= ASSIGNMENT =
Look through the data that follows and copy each line with the string "every".
*** INPUT DATA
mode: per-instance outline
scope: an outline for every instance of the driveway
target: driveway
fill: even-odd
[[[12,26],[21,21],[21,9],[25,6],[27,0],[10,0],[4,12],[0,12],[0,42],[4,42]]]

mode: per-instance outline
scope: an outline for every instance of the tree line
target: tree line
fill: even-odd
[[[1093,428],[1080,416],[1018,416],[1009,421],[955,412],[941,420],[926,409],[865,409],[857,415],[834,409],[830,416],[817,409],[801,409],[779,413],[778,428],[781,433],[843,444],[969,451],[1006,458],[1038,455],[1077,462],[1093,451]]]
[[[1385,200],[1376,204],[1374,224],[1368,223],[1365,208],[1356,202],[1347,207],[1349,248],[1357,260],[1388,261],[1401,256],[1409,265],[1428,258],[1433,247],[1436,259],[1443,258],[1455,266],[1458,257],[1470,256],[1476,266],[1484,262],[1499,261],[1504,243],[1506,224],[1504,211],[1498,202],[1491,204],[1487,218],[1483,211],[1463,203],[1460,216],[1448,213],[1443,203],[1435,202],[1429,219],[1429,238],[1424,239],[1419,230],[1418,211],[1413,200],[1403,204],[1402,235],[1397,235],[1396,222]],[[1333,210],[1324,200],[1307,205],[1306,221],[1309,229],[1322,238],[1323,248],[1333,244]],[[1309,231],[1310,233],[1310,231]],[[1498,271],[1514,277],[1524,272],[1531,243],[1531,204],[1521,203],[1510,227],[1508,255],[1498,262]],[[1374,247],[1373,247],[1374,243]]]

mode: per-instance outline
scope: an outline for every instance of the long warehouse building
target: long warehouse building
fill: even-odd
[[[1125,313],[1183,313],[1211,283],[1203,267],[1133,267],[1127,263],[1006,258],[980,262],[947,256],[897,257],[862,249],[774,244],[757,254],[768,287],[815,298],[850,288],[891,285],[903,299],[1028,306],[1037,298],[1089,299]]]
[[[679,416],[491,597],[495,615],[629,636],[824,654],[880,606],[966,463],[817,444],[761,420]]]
******
= WRITTEN SOLUTION =
scope: an outline for every instance of the driveway
scope: an outline for every instance of the tree line
scope: an outline for every instance of the long warehouse building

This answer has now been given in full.